[Rows of box annotation data]
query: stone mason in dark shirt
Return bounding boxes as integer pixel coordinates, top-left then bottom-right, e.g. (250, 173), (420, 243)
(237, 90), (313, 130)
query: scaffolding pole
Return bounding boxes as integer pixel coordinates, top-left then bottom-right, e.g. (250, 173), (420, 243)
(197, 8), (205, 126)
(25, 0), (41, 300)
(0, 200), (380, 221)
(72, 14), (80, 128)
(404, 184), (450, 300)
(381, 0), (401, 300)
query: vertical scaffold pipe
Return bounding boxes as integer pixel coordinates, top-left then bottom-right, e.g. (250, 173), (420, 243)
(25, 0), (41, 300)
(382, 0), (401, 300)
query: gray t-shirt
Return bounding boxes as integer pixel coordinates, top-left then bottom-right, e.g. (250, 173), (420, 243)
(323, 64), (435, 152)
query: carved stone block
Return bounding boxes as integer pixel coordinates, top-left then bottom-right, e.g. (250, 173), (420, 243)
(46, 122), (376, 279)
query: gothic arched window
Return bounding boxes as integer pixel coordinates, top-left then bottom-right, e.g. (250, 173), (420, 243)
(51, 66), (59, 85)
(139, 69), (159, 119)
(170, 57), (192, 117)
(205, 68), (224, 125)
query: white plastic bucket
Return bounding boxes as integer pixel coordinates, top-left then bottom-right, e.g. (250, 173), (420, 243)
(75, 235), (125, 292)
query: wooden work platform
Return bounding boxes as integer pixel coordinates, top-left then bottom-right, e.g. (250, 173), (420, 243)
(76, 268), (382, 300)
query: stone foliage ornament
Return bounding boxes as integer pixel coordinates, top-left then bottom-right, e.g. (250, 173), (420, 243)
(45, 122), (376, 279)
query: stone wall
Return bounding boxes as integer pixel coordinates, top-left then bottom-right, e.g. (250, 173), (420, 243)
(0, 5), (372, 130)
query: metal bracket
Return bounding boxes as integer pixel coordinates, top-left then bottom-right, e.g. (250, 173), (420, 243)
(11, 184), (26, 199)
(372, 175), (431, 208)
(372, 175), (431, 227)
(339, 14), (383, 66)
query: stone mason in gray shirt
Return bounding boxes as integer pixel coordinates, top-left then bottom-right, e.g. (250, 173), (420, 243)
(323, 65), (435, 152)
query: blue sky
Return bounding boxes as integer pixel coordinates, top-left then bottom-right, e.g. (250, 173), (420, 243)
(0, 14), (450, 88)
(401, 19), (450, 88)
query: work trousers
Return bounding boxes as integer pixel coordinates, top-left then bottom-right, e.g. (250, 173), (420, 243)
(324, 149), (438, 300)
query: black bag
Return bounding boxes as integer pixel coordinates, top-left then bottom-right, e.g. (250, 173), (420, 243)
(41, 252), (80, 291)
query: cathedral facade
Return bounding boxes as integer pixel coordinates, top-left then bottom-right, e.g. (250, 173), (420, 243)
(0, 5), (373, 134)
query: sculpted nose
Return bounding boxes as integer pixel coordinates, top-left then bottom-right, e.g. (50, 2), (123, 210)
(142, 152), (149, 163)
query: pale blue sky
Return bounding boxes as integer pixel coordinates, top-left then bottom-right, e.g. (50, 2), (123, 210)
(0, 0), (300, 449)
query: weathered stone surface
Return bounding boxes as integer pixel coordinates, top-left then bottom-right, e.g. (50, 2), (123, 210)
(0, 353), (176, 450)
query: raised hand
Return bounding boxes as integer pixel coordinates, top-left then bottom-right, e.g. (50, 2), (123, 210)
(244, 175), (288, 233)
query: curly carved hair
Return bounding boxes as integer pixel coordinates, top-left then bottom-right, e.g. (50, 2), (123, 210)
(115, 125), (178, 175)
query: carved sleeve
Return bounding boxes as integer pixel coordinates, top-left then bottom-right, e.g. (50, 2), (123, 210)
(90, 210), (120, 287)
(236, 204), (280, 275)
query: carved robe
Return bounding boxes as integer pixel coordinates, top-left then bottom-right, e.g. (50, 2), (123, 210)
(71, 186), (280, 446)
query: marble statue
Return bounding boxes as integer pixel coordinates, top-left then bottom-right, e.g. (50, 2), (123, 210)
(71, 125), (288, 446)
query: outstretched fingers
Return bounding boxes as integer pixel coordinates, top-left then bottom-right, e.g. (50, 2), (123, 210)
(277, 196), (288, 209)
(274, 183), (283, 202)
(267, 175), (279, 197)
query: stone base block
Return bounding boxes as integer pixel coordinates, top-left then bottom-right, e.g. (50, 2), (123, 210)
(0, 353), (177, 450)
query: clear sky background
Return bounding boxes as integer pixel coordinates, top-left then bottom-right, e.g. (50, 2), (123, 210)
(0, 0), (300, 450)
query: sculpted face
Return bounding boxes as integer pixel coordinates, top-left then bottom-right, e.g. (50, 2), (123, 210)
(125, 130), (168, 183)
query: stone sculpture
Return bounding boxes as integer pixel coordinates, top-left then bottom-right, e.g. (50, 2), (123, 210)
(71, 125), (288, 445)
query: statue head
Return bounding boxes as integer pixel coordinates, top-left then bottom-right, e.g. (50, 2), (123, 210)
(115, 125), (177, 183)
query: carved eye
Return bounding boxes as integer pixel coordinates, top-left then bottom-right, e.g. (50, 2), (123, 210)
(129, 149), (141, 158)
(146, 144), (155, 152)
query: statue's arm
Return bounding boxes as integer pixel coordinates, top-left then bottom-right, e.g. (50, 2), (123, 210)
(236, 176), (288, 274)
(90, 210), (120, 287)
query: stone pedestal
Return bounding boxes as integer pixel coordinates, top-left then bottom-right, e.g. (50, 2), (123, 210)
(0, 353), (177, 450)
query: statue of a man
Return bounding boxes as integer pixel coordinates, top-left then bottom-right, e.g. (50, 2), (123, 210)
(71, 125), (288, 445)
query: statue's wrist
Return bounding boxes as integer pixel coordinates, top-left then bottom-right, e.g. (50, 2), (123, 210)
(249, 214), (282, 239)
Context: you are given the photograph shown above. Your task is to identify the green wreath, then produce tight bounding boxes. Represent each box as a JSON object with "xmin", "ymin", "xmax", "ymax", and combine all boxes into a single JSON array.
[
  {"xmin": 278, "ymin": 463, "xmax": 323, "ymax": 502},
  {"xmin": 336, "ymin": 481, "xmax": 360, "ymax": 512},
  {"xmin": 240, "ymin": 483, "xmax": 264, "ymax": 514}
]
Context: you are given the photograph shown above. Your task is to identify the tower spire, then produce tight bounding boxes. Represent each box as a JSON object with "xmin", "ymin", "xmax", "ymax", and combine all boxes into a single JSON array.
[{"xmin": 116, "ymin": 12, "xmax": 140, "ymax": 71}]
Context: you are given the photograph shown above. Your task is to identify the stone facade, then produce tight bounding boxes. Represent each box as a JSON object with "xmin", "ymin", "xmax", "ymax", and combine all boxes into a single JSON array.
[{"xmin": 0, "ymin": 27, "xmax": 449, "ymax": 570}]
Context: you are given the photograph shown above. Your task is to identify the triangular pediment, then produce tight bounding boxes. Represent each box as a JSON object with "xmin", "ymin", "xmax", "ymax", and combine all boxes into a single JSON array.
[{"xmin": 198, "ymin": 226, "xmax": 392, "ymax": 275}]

» Exercise details
Rewrite the records starting at the line containing "query: stone base block" and ending at the line containing "(0, 0), (300, 450)", swapping "integer pixel coordinates" for "whole-number pixel coordinates" and leaving everything else unchanged. Give only those lines.

» Written solution
query: stone base block
Return bounding boxes as whole-number pixel coordinates, top-left then bottom-right, e.g. (50, 2), (123, 210)
(0, 353), (177, 450)
query: clear sky background
Return bounding boxes as whole-number pixel coordinates, top-left then bottom-right, e.g. (50, 2), (123, 210)
(0, 0), (300, 450)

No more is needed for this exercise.